Deep Vein Thrombosis and Its Symptoms

Sitting in a single position for a long time at the office or elsewhere can result in having deep vein thrombosis (DVT). Deep vein thrombosis is the formation of a blood clot or thrombus in a single or more, deep veins in the body, mostly the thighs or lower legs, but can also come up in other areas of the body. It is a serious condition which occurs with leg pain, swelling, redness or warmness but may also occur without any symptoms. What is a blood clot? It is a gelatinous lump of blood in a solid state. Scientifically, DVT can be explained as the interplay of three processes which are changes to the blood vessel wall, an increased tendency to clot (hypercoagulability) and a decreased blood flow rate (venous stasis).

It can be life threatening when the clot caused by DVT travels and makes it way to the lungs; this is also called pulmonary embolism. This can lead to many more complications.

The symptoms of deep vein thrombosis include the following:

  • Severe leg pain is the most common symptom for DVT that usually begins with the calf but later may spread to your entire legs. Pain alone cannot be a determinant for DVT though it is an important one.
  • Swelling in the feet, leg or ankle mostly on one side is also a sign of a development of DVT in your body.
  • Some areas of the leg feel warmer than the other parts of the body, though this may be temporary in some cases and the person may not think much of it, but it is a factor that many doctors when asked, get a positive revert from the patients.
  • Discolouration or redness-blueness on the area affected is some of the very few visible symptoms of DVT.
  • Distention of surface veins can occur. Many people who have this disease, do not even know about it as they take these small symptoms lightly and do not refer to the doctors. In some cases, this disease is discovered after they are taken to the emergency room for pulmonary embolism.

It is highly recommended to visit a doctor if you face any of the above symptoms.

If you experience a sudden shortness of breath, chest pain, discomfort that worsens when you take a deep breath, coughing up blood, lightheaded or dizzy feeling, fainting or rapid pulse, then it may be a sign of pulmonary embolism, and you must take the help of a medical expert immediately.

Since the symptoms are limited and very common, it is crucial that we develop a profile for people who are more susceptible to DVT based on the increased risks that some may face.

◇ ◇ ◇ ◇ ◇

*Activity 1*.
In the article on deep vein thrombosis, what is the condition called when the clot travels to the lungs?
*Activity 2*.
Duplicate the passage of the article on deep vein thrombosis between "The symptoms of" and "symptoms of DVT.", inclusive.
*Activity 3*.
Pick up the article on deep vein thrombosis after its last sentence and carry it forward.

[Annotated photo localization data]
◇ ◇ ◇ ◇ ◇

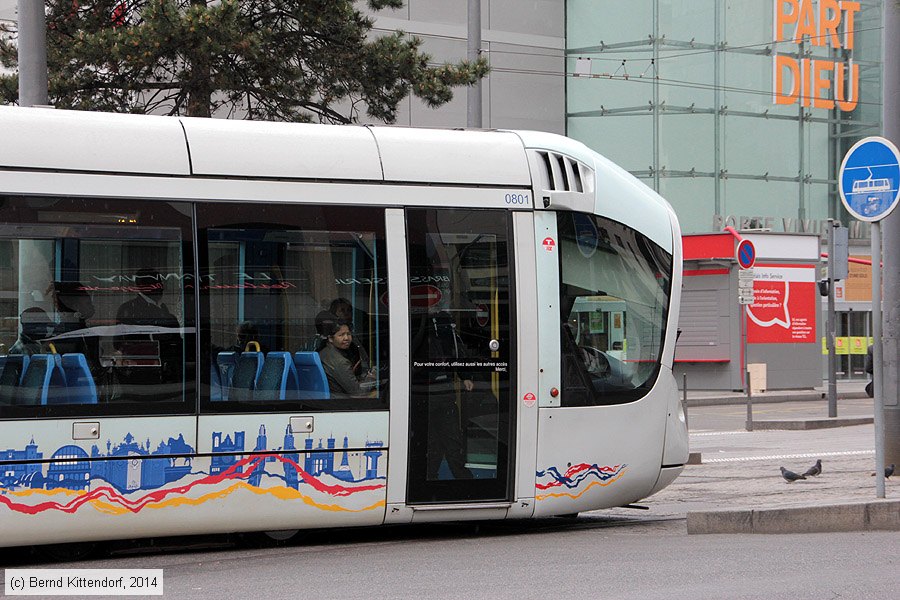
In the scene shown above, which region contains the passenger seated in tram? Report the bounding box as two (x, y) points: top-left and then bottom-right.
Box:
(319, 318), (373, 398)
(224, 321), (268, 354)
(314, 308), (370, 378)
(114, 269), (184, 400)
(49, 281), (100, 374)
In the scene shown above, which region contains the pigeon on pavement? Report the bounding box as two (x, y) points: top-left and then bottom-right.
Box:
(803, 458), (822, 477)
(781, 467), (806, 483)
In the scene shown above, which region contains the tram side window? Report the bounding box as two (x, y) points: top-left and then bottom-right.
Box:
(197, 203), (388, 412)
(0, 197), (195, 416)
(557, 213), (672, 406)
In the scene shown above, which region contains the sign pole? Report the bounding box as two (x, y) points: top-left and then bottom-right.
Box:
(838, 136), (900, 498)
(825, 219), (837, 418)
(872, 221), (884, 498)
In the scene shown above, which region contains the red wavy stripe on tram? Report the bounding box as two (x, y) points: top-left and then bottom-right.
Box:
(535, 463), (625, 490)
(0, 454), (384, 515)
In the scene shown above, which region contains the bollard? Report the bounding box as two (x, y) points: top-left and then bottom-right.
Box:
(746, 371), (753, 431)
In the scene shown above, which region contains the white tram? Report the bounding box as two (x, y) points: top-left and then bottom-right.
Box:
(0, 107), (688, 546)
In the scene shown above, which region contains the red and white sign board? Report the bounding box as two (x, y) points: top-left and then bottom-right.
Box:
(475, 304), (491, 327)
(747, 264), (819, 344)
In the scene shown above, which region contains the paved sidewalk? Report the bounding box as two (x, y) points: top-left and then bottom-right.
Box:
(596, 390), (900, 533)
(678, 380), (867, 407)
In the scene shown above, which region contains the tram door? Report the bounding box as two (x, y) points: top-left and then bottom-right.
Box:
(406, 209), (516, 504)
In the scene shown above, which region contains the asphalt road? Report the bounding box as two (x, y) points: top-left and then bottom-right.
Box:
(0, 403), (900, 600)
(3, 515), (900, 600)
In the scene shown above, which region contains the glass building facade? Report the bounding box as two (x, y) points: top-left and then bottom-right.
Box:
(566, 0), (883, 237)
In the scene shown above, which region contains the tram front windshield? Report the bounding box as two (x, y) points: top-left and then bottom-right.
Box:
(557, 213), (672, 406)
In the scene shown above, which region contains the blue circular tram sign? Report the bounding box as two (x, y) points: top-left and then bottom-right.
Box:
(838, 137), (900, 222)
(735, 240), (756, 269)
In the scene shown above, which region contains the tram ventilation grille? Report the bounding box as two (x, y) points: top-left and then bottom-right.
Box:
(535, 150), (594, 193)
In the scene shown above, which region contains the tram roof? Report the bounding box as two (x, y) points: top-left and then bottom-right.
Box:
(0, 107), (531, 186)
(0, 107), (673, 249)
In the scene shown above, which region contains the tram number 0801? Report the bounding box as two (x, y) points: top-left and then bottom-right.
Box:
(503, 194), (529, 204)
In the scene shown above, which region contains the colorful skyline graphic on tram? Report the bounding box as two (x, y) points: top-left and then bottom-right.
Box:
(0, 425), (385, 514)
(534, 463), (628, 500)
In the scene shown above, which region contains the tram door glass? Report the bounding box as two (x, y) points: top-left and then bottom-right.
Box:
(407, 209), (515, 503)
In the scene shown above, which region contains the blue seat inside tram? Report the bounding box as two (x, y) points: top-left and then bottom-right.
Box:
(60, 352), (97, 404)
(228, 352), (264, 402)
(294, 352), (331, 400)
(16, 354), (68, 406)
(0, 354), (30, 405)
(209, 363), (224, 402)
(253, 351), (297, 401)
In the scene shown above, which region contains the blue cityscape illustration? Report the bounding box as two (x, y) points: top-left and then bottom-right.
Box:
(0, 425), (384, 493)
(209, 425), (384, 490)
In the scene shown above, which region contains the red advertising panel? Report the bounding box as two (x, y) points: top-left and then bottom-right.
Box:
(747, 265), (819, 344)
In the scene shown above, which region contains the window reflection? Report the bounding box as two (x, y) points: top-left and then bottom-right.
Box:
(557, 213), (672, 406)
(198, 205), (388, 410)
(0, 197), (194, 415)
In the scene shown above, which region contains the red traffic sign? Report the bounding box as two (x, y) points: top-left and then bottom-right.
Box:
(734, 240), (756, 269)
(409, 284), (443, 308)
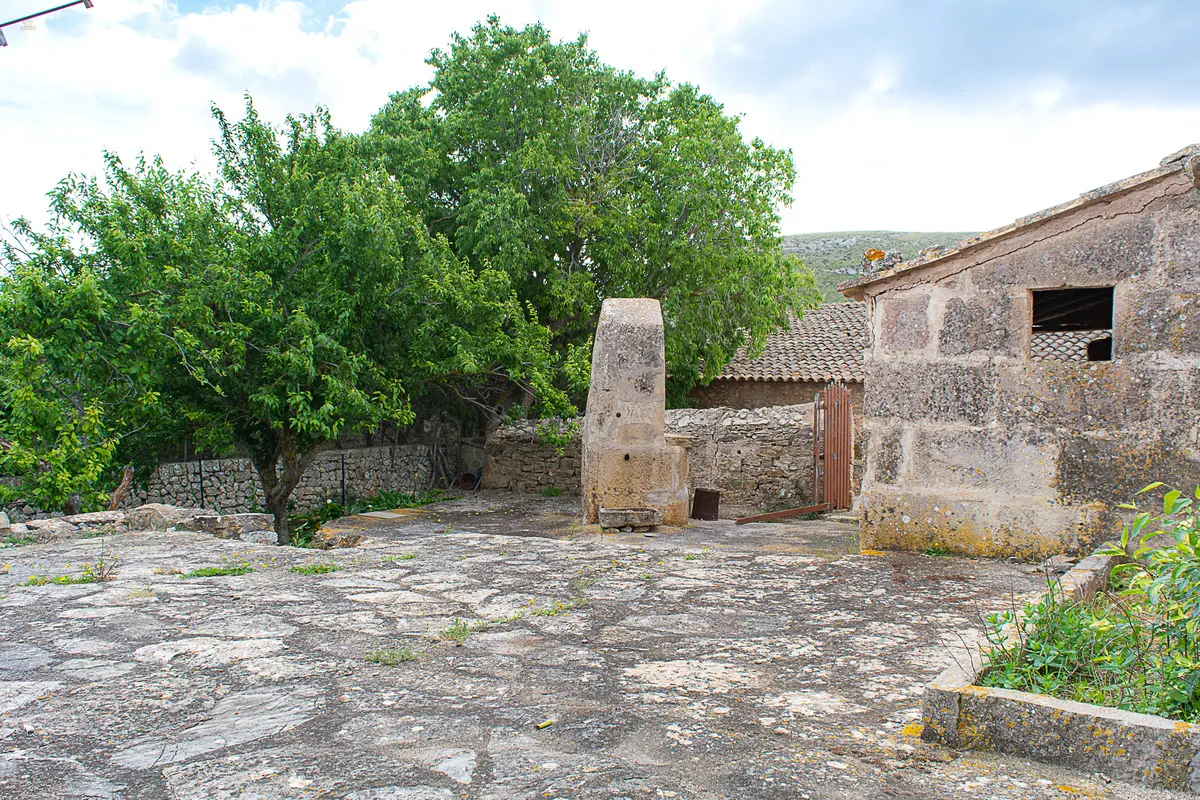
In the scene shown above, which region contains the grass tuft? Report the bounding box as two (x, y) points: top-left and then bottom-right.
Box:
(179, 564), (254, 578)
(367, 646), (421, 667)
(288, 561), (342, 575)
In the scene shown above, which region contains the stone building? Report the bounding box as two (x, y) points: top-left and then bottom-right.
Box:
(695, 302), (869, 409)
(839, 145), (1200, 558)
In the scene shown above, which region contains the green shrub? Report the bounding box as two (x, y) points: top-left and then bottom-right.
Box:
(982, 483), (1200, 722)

◇ ◇ ◇ ◇ ◇

*Answer 1*.
Pulmonary embolism.

*Answer 2*.
The symptoms of deep vein thrombosis include the following:

  • Severe leg pain is the most common symptom for DVT that usually begins with the calf but later may spread to your entire legs. Pain alone cannot be a determinant for DVT though it is an important one.
  • Swelling in the feet, leg or ankle mostly on one side is also a sign of a development of DVT in your body.
  • Some areas of the leg feel warmer than the other parts of the body, though this may be temporary in some cases and the person may not think much of it, but it is a factor that many doctors when asked, get a positive revert from the patients.
  • Discolouration or redness-blueness on the area affected is some of the very few visible symptoms of DVT.

*Answer 3*.
DVT is common with people aged above 60 years, though it is known to occur at any age. A hereditary blood clotting disorder or a family history of DVT or pulmonary embolism or any injury that damages the veins or vitamin C deficiency, protein S deficiency (type I) also puts you at a considerable risk, as the clots will develop much easier than otherwise. Paralysis, or a prolonged bed rest or hospital stay where the legs stay still for a long period of time, lead to the risk of lower circulation and chance of a clot. Same is the case when you do not move your legs for a long time like when driving or in long-haul flights. This promotes low circulation and increased chances of a clot under the calf.

For women having birth control pills, oral contraceptives the chances of DVT increases as it promotes the blood’s ability to clot. Also, pregnancy increases the chances of DVT as it exerts more pressure on the veins in the pelvis and legs. This risk can continue up until six weeks after the delivery of your child.

Overweight people face a higher risk of getting DVT since they are putting more pressure on their veins in the legs and pelvis, smokers are also at a heightened risk as cigarette smoking affects the circulation and increases chances of clotting. Hence exercise, the right diet, and a healthy lifestyle are all critical to avoiding DVT.

People with a history of heart diseases or heart failure are also at a greater risk of DVT and pulmonary embolism since they have a limited heart and lung functioning. Cancer patients, especially the ones with cancer of the bone, brain, ovary, pancreas, and lymphomas also have an increased risk of DVT, as the cancer may enter the bloodstream and make alterations leading to a risk of clotting.

You need to visit a doctor immediately if you have the symptoms stated above and you also come under the risk profiles described above. Generally, the doctors prescribe an anticoagulant for the treatment as they prevent new clots and also restrict the existing clot.